═════ Extracted entries

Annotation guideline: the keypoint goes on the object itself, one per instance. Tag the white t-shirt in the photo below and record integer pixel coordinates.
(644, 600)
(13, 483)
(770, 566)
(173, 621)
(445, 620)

══════════

What the exercise asks: Rewrite the records with "white t-shirt" changed to "gray t-shirt" and nothing else altered.

Response to this exercise:
Annotation guideline: the keypoint goes on the object itself, one per instance. Tag the gray t-shirt in the photo below and record integer pixel coordinates.
(644, 600)
(13, 483)
(770, 566)
(173, 621)
(445, 620)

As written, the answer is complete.